(What is required) Write out every single entry exactly.

• • • • •

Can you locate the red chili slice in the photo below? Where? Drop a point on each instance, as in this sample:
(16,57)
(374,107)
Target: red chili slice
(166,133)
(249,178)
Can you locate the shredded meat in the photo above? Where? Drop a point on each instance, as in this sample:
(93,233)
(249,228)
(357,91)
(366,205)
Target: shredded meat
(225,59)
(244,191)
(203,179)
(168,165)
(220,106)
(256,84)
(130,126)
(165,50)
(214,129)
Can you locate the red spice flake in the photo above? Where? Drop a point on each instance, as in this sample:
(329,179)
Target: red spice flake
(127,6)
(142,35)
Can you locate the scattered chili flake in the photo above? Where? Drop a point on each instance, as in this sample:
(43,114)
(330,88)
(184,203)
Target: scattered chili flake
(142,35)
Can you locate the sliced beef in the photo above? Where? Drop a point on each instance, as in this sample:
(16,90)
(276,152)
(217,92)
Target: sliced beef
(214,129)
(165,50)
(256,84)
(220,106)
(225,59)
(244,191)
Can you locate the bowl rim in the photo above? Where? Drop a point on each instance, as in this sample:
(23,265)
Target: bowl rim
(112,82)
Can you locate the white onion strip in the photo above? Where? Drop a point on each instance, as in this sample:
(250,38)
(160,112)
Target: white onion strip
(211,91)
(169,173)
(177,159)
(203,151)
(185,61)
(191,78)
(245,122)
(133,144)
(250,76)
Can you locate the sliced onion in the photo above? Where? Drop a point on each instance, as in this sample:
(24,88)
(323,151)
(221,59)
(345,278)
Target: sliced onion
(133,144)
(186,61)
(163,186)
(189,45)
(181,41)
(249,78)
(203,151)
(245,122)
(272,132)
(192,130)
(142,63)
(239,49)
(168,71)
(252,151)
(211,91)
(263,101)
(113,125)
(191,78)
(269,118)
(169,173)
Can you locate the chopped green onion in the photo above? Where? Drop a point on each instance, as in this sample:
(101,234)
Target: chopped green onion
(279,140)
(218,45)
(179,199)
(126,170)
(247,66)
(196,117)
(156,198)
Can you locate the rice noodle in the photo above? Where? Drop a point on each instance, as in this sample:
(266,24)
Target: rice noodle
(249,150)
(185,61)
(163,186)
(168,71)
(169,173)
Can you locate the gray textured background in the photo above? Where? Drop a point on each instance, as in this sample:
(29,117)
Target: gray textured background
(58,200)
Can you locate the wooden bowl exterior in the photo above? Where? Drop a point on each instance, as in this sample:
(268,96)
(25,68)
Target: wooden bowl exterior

• • • • •

(Written solution)
Can you locate the red chili slice in the photo below? Where? Drop a point on each instance, as in this sample:
(16,57)
(374,107)
Target: red chili slice
(166,133)
(249,178)
Can you locate the shredded meat in the photo above? Where? Drop a point on each instance, as in this sample:
(93,233)
(249,228)
(357,91)
(366,205)
Target: shredded meat
(225,59)
(244,191)
(203,179)
(168,165)
(220,106)
(256,84)
(130,126)
(165,50)
(214,129)
Can you locate the red spice flake in the photo above? Where? Drop a point on each instance, as in this sample:
(329,179)
Target: red spice flake
(127,6)
(142,35)
Can you locate the scattered chili flake in the photo above? Where? Drop a point on each instance, as in this sample:
(43,114)
(330,88)
(184,203)
Target: scattered chili flake
(142,35)
Can you locate the sliced beef in the photo above? Where? Drop a point on each instance, as in this sample:
(16,90)
(276,152)
(217,92)
Target: sliced beef
(214,129)
(165,50)
(256,84)
(220,106)
(225,59)
(244,191)
Can you locate the bowl rim in the photo above? Where? Drop a point on each instance, as in this sample:
(23,265)
Target: bowl rim
(112,82)
Can you locate the white onion strip in the photo above? Where? Drop a point on each instance, as in this sample:
(250,38)
(160,112)
Target: white onion strip
(211,91)
(169,173)
(177,159)
(203,151)
(185,61)
(191,78)
(245,122)
(133,144)
(250,76)
Can you locate the sliced onion in the photo above? Where? Drop a point on each instance, as in this sample:
(24,88)
(323,151)
(221,59)
(345,278)
Target: sliced onion
(133,144)
(186,61)
(163,186)
(189,45)
(181,41)
(249,78)
(203,151)
(245,122)
(272,132)
(192,130)
(142,63)
(239,49)
(168,71)
(252,151)
(211,91)
(263,101)
(113,125)
(191,78)
(269,118)
(169,173)
Can you locate the chopped green onion in the photo above? Where? Drop a point on each instance, as in this sample:
(101,234)
Target: chopped green onion
(279,140)
(218,45)
(179,199)
(126,170)
(247,66)
(196,117)
(156,198)
Can you locate the rice noodle in the photo above? Where? Drop a point on each instance, as in this sample:
(266,24)
Target: rice noodle
(249,150)
(185,61)
(163,186)
(168,71)
(169,173)
Can you locate the gray textured background in the photo above? Where? Drop a point on each instance, as in this sample:
(29,117)
Target: gray textured background
(58,200)
Can you locate the wooden bowl exterior in the photo above? Where? Drop a point on each instance, as in this sample:
(268,96)
(25,68)
Target: wooden bowl exterior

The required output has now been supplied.